- **Stored data entries**
*** Block opens ***

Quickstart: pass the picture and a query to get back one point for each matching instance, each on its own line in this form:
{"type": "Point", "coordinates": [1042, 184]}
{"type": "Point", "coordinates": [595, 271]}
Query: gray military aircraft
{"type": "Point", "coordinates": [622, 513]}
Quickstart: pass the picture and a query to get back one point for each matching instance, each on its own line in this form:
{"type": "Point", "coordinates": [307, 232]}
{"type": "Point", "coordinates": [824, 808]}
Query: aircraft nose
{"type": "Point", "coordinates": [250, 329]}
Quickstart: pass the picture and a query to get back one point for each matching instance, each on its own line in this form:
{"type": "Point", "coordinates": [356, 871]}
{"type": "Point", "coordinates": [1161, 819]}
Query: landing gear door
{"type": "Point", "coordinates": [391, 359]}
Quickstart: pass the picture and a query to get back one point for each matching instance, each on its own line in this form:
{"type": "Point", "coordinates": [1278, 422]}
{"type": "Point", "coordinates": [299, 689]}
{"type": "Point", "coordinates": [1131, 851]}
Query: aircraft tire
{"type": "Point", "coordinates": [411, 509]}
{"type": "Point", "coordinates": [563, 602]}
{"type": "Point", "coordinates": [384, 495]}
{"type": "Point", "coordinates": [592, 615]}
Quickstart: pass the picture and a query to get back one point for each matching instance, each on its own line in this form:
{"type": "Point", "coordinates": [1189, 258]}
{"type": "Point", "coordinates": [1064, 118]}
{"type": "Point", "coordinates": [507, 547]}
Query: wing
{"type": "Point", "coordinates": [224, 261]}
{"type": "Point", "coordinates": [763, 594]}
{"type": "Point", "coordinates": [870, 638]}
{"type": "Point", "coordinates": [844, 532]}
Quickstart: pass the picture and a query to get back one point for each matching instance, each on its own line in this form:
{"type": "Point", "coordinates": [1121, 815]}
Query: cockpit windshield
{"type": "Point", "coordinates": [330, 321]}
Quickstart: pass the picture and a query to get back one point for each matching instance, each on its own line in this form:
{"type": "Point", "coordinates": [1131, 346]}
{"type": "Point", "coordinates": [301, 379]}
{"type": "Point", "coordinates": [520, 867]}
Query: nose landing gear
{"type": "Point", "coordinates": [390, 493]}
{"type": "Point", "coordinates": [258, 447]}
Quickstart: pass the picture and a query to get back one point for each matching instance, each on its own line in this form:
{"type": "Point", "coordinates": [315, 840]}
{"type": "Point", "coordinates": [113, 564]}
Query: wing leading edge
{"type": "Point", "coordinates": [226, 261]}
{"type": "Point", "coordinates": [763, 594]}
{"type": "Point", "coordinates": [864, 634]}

*** Block closes ***

- **Exercise instructions**
Restate each record above word for word.

- **Solved problem**
Quickstart: pass the picture and a query to get back one point for each matching instance, each on its own line in this form:
{"type": "Point", "coordinates": [1042, 184]}
{"type": "Point", "coordinates": [595, 271]}
Query: gray military aircraft
{"type": "Point", "coordinates": [622, 513]}
Quickstart: pass the picture and a query to get back one point for each matching instance, each on its own line in this form:
{"type": "Point", "coordinates": [307, 232]}
{"type": "Point", "coordinates": [824, 808]}
Query: aircraft nose
{"type": "Point", "coordinates": [250, 329]}
Quickstart: pass the picture and a query to get back one point for each matching instance, each on its own line in this form:
{"type": "Point", "coordinates": [356, 871]}
{"type": "Point", "coordinates": [1161, 819]}
Query: landing gear door
{"type": "Point", "coordinates": [391, 359]}
Quickstart: pass the picture and a query to get back one point for each matching instance, each on its own line in this form:
{"type": "Point", "coordinates": [1278, 422]}
{"type": "Point", "coordinates": [299, 689]}
{"type": "Point", "coordinates": [1131, 851]}
Query: aircraft tire
{"type": "Point", "coordinates": [411, 509]}
{"type": "Point", "coordinates": [563, 602]}
{"type": "Point", "coordinates": [384, 495]}
{"type": "Point", "coordinates": [592, 615]}
Quickstart: pass the picture and a query to get back one point for each matching instance, each on its own line in this form:
{"type": "Point", "coordinates": [1189, 258]}
{"type": "Point", "coordinates": [1064, 118]}
{"type": "Point", "coordinates": [507, 547]}
Query: wing
{"type": "Point", "coordinates": [224, 261]}
{"type": "Point", "coordinates": [763, 594]}
{"type": "Point", "coordinates": [870, 638]}
{"type": "Point", "coordinates": [844, 532]}
Quickstart: pass the picture and a query to get back one point for each matching instance, each on its own line in this form:
{"type": "Point", "coordinates": [1121, 815]}
Query: cockpit windshield
{"type": "Point", "coordinates": [330, 321]}
Quickstart: pass the picture and a query to get back one point for each matching instance, each on its own line in this form:
{"type": "Point", "coordinates": [1131, 346]}
{"type": "Point", "coordinates": [301, 379]}
{"type": "Point", "coordinates": [520, 867]}
Query: nose landing gear
{"type": "Point", "coordinates": [390, 493]}
{"type": "Point", "coordinates": [258, 447]}
Quickstart: pass the picture and a query to get back one point for each matching instance, each on its own line in this form:
{"type": "Point", "coordinates": [315, 840]}
{"type": "Point", "coordinates": [113, 564]}
Query: wing leading edge
{"type": "Point", "coordinates": [226, 261]}
{"type": "Point", "coordinates": [763, 594]}
{"type": "Point", "coordinates": [864, 634]}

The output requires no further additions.